Task description: Gather every line from the entries below that contains the word "balcony", matching case exactly.

[start of Data section]

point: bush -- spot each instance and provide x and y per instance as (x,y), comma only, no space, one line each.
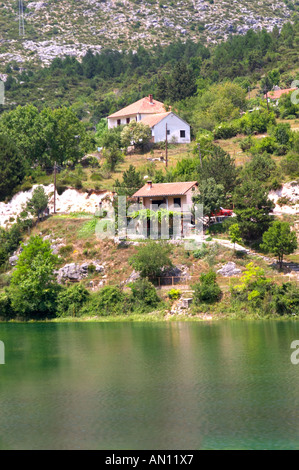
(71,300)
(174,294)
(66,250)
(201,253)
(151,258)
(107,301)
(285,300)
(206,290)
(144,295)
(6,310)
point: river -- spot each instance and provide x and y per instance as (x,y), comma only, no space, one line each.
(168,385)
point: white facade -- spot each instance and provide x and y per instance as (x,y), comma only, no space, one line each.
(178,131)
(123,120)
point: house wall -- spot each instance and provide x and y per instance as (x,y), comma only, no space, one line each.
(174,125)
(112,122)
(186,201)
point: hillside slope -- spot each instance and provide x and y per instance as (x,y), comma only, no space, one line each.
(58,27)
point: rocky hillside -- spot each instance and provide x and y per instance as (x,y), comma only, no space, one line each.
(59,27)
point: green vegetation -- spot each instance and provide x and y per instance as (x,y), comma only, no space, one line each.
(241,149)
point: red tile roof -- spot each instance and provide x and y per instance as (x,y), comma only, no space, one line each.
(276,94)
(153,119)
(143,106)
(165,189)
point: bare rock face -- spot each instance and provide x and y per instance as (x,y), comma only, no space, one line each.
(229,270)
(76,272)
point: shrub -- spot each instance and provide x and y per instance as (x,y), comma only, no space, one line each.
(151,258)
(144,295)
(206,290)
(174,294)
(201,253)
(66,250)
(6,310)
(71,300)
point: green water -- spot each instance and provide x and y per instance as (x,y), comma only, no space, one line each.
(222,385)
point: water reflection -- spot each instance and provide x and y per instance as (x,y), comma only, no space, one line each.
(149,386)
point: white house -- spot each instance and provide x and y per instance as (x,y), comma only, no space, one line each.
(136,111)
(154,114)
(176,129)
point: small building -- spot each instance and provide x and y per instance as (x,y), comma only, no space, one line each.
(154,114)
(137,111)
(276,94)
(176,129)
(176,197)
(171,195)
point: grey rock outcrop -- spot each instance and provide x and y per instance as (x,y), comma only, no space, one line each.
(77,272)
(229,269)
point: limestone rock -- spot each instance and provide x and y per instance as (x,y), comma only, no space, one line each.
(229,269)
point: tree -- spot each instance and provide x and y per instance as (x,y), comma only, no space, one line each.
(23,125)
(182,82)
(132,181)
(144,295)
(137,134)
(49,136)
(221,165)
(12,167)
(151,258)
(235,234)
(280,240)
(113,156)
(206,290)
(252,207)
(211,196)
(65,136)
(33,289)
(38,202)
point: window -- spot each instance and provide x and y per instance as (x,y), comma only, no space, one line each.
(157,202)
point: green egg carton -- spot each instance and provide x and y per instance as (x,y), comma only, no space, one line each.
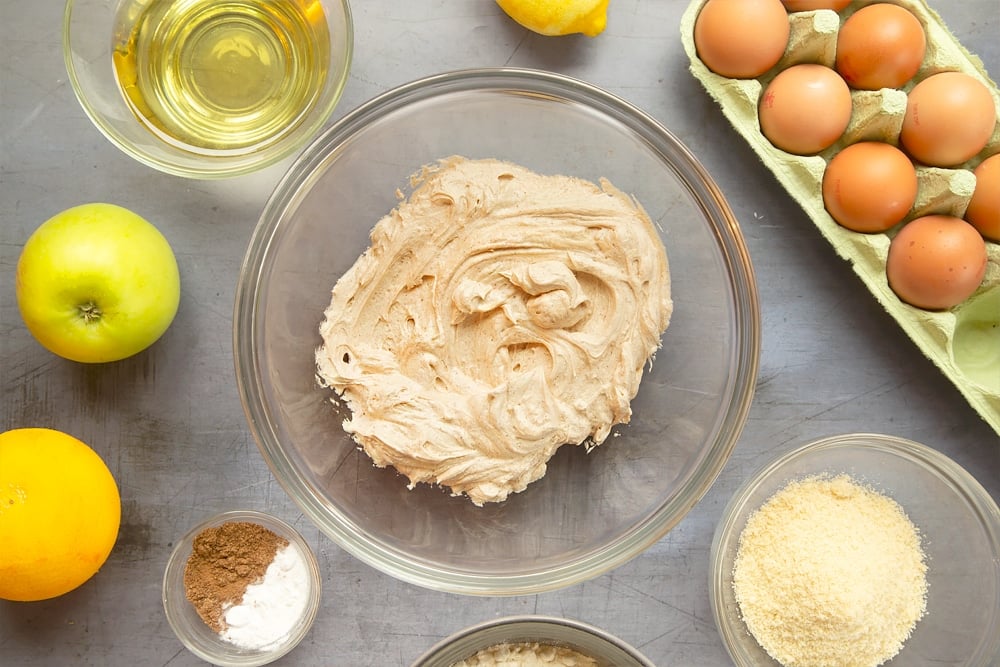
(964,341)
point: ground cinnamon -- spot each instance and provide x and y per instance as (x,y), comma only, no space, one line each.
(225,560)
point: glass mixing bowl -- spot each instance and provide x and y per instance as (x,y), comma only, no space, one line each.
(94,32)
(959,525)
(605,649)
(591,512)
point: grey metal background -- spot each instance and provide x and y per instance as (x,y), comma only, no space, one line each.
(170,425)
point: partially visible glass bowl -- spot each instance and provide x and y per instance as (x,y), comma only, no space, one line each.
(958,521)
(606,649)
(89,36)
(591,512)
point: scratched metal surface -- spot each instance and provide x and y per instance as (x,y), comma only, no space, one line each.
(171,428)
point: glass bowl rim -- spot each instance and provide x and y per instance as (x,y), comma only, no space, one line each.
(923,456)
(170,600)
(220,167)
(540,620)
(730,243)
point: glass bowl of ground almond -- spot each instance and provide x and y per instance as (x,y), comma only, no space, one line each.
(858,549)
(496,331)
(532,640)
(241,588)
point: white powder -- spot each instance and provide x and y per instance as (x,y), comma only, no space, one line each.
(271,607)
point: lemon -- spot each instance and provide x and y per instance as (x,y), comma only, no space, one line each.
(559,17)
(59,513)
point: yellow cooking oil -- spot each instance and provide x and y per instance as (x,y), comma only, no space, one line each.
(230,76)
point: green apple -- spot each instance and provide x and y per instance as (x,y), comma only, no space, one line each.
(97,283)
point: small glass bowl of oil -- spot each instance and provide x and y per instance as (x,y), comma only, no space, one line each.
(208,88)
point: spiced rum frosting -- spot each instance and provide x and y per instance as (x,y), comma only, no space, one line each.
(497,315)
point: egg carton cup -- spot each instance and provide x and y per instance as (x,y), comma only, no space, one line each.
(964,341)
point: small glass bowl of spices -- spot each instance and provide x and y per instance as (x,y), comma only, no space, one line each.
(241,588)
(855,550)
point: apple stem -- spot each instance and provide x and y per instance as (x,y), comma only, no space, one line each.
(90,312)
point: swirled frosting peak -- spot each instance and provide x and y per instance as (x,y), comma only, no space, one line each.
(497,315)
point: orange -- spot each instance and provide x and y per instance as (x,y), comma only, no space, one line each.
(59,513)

[end of Data section]
[start of Data section]

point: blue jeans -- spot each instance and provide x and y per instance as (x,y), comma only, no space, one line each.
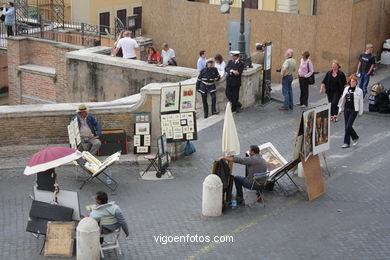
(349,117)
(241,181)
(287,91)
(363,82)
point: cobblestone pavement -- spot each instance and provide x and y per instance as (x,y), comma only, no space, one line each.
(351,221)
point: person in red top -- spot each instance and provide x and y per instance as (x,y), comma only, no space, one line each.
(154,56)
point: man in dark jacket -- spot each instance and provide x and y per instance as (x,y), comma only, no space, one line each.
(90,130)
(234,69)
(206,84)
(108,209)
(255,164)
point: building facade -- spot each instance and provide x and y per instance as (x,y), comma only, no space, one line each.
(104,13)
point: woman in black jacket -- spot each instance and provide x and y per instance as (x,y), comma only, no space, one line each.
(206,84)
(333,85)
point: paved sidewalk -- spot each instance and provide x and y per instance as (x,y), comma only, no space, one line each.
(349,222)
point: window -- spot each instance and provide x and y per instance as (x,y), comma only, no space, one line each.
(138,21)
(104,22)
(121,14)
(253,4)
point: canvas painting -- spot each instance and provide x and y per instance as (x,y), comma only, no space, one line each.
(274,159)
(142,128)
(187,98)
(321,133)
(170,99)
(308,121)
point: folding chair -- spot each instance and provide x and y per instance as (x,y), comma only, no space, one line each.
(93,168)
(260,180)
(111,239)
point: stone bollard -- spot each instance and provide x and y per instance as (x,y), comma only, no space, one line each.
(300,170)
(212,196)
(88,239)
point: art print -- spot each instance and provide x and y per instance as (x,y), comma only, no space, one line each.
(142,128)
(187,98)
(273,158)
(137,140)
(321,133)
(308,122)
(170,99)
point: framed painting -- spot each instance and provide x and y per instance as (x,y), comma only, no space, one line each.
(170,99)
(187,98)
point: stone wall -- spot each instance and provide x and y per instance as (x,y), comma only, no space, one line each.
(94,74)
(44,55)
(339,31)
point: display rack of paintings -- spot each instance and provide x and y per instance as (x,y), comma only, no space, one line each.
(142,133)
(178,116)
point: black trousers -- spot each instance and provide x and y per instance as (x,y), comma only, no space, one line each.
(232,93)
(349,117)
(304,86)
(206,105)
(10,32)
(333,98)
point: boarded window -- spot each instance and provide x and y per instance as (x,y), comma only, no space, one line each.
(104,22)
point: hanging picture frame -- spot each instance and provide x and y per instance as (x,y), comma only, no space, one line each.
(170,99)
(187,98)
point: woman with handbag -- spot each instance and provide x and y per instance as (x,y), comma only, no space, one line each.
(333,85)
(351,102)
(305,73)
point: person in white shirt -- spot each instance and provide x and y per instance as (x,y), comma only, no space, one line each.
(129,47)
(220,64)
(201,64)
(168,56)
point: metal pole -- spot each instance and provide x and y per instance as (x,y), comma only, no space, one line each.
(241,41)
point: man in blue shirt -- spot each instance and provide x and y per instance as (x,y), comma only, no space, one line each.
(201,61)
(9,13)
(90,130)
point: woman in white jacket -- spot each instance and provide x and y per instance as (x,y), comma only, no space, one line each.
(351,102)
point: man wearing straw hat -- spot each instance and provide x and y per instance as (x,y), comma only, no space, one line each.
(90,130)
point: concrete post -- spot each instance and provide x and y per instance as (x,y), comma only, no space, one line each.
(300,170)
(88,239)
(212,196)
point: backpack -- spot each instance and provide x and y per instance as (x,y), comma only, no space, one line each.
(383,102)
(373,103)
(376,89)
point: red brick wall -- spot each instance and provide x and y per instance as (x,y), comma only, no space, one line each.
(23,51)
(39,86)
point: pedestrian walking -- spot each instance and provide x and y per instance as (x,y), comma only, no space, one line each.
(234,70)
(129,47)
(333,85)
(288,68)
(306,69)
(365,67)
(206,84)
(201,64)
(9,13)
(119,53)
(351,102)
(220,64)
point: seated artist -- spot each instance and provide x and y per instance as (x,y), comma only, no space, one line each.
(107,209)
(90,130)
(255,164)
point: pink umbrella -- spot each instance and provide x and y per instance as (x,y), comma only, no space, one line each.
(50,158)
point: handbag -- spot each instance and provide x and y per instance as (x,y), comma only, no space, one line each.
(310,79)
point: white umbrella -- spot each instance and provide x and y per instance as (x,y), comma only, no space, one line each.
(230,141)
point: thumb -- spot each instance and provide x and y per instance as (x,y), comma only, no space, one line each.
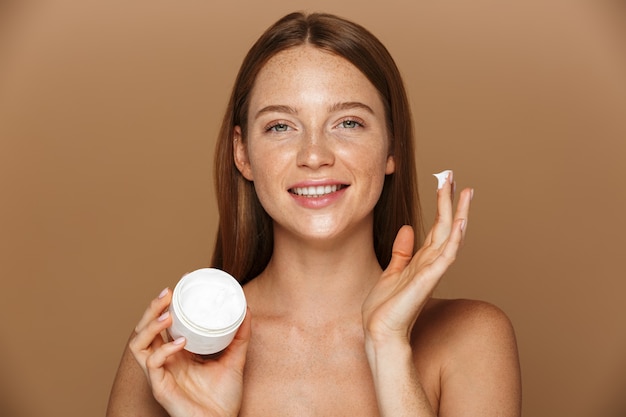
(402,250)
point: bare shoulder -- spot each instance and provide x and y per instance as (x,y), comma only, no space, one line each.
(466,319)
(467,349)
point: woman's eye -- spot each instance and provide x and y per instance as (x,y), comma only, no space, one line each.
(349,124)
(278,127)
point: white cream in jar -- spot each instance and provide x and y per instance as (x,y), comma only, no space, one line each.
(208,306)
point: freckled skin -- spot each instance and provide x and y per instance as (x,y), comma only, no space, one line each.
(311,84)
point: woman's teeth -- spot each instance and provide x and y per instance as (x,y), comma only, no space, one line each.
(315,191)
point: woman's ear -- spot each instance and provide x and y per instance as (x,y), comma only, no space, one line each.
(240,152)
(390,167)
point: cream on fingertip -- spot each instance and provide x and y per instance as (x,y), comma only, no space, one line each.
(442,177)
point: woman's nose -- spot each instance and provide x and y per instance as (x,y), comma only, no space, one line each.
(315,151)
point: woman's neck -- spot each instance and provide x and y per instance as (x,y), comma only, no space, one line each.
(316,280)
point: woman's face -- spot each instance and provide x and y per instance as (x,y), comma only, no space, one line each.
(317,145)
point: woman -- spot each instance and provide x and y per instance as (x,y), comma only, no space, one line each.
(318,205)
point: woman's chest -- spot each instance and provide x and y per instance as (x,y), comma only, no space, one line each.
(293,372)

[end of Data section]
[start of Data section]

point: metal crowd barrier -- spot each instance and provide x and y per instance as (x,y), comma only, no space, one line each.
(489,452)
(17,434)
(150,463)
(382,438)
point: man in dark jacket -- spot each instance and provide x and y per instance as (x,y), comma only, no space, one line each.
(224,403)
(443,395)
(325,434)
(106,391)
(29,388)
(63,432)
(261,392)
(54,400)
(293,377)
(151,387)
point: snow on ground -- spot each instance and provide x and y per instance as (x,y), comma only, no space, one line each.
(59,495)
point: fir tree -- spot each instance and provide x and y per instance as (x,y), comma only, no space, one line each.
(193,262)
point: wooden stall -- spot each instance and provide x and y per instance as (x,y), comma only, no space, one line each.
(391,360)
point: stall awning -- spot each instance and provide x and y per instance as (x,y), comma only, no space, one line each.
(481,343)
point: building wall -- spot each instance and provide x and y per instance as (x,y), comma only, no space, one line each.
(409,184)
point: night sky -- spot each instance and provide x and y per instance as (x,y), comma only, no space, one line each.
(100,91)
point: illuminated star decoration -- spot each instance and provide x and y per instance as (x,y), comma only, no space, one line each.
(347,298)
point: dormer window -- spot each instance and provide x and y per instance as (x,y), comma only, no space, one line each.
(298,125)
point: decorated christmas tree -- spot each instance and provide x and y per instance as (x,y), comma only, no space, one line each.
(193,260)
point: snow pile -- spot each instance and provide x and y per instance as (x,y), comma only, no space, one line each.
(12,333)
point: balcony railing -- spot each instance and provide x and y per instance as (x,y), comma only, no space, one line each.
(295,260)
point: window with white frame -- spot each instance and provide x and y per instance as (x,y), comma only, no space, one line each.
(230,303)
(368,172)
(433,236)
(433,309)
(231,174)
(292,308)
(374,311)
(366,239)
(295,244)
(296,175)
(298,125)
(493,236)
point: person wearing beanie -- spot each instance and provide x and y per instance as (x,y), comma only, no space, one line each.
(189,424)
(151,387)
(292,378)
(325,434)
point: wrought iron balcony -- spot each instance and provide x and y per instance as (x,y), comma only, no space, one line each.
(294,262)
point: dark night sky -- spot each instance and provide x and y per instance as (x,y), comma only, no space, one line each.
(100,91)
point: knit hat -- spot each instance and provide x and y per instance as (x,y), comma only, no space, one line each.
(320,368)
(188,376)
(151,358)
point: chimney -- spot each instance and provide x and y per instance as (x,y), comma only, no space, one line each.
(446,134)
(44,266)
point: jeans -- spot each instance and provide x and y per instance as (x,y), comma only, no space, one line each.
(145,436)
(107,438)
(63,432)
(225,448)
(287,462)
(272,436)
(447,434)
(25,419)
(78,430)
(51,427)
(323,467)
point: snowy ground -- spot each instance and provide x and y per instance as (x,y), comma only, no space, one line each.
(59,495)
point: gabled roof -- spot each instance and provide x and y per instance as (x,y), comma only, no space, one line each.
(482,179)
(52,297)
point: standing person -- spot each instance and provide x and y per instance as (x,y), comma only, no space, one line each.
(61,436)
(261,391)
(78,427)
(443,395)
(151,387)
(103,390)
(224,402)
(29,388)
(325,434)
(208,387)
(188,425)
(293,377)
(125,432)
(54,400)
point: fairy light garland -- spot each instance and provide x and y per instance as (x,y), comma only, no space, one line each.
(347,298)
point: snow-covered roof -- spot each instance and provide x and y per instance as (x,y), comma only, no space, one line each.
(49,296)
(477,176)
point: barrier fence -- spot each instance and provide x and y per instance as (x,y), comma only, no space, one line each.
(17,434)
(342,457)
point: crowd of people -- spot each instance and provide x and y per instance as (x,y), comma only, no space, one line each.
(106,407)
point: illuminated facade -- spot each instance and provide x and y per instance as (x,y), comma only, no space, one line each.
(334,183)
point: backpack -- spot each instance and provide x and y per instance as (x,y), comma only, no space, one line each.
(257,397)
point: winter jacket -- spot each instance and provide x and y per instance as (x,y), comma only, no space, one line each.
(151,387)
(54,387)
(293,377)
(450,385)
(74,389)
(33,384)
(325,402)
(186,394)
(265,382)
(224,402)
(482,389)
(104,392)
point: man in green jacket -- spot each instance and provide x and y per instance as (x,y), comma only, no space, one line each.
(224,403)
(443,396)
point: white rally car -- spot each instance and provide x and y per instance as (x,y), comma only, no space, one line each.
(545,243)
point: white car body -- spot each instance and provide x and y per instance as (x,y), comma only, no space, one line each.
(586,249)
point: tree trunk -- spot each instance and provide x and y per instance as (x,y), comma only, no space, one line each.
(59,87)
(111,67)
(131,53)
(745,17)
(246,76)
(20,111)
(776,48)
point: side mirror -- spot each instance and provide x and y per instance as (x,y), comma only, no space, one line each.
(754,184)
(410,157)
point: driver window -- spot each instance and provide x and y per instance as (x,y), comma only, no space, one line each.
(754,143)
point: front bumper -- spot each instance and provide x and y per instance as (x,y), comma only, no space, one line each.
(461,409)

[end of Data section]

Result of the task:
point: balcony railing -- spot each instance and provide x and y per instance as (x,y), comma only, no space, one line each.
point: wrought iron balcony -- spot each instance and provide x and y per instance as (x,y), comma only, no space, one line each.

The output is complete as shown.